Maurice Ravel composa ses deux concertos pour piano - celui en sol majeur et celui „pour la main gauche“ - simultanément, en 1930-1931 (*): "[...] Mon seul désir a été d’écrire un concerto véritable, c’est-à-dire une oeuvre brillante, mettant pleinement en valeur la virtuosité de l’exécutant, sans chercher à montrer de la profondeur. J’ai pris modèle pour cela auprès des deux musiciens qui, à mon avis, ont le plus illustré ce genre de composition: Mozart et Saint-Saëns. C’est ainsi que ce concerto, que j’avais songé tout d’abord à intituler «Divertissement», comprend les trois parties habituelles: à un allegro initial, d’un classicisme serré, succède un adagio avec lequel j’ai voulu rendre un hommage particulier à la scolastique et que je me suis efforcé d’écrire le mieux possible: pour finir, un mouvement vif en forme de rondo, également conçu selon les traditions les plus immuables. Afin de ne pas charger inutilement la trame orchestrale, j'ai eu recours à un effectif d'orchestre réduit: au quintette habituel des cordes s’adjoignent seulement une flûte, la petite flûte, un hautbois, le cor anglais, deux bassons, deux cors, une trompette, un trombone.[...]" Maurice RAVEL dans «Quelques confidences du grand compositeur Maurice Ravel» de Pierre LEROI, Quotidien Excelsior, 30 octobre 1931, page 1, colonne à droite et page 3, 2e colonne.

◆ **Lignes**:
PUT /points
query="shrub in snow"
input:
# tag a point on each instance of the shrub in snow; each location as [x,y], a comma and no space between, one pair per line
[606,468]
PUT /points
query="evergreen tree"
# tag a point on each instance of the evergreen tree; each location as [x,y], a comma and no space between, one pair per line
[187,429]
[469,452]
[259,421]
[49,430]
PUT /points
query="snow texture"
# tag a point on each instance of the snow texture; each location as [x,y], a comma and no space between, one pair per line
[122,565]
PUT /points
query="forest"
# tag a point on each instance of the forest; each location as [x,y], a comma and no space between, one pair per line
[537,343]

--

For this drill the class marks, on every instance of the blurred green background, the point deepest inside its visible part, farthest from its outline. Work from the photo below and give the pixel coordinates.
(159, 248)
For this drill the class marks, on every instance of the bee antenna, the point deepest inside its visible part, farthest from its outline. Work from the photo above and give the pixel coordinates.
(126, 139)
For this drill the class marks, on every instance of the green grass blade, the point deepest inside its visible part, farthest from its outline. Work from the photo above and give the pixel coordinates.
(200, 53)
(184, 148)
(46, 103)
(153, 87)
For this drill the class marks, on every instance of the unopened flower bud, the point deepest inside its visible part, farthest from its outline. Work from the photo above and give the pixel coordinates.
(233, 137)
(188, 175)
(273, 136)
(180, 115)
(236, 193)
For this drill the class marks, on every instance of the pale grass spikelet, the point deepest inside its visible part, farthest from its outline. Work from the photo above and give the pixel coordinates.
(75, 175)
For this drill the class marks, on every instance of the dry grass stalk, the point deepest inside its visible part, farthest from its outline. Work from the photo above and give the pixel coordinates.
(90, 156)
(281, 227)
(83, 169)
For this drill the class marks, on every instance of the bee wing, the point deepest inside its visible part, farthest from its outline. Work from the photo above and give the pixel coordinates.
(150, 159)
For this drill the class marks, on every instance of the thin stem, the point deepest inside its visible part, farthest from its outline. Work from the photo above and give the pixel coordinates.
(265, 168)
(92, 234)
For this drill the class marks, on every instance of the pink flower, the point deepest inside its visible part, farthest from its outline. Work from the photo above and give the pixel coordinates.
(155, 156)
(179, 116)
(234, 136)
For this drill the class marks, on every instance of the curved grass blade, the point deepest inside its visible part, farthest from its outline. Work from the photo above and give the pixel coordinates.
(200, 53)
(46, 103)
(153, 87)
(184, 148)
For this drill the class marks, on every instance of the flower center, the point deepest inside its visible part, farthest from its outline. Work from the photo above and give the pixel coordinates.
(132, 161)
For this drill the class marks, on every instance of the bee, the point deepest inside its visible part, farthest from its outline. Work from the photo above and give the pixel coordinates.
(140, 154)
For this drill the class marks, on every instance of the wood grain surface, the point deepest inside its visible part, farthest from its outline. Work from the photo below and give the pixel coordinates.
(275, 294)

◆ **Travail demandé**:
A) D'après le texte sur les concertos de Ravel, répondez en quelques mots :
(i) Quels deux musiciens Ravel a-t-il pris pour modèle ?
(ii) Quel titre avait-il d'abord songé à donner au concerto ?
(iii) Dans quel quotidien, et à quelle date, ses propos ont-ils paru ?
B) Poursuivez le texte sur les concertos de Ravel au-delà de sa dernière phrase.

◆ **Résultats finaux**:
A)
(i) Mozart et Saint-Saëns.
(ii) «Divertissement».
(iii) Dans l'Excelsior, le 30 octobre 1931.

B)
[*] Une lettre du 20 décembre 1929 au chef d’orchestre Serge Koussevitzky révèle que le compositeur travaillait à ses deux concertos en même temps qu’à une troisième oeuvre: «D’ailleurs, ce Concerto [en sol majeur] est loin d’être fini. Comme toujours, je travaille à plusieurs choses en même temps: à un autre Concerto, celui-ci pour la main gauche et même, depuis quelques jours, à un poème symphonique. C’est peut-être cet outsider qui arrivera au poteau.» cité de l'ouvrage de Arbie ORENSTEIN «Maurice Ravel, Lettres, écrits, entretiens», Paris, Harmoniques/Flammarion, 1989. L’«outsider» fut finalement délaissé au profit des deux magnifiques concertos pour piano, dont les effets s’opposent à l’extrême.
Bien qu’ayant apparemment composé cette oeuvre pour Marguerite Long, Maurice Ravel s’entêta jusqu’à la dernière minute pour la jouer lui-même lors de la première. De santé fragile vers la fin des années vingt, le compositeur ne put toutefois jouer lors de la premiere représentation (14 janvier 1932, Orchestre Lamoureux, Salle Pleyel), mais dirigea l’oeuvre avec Marguerite Long au piano.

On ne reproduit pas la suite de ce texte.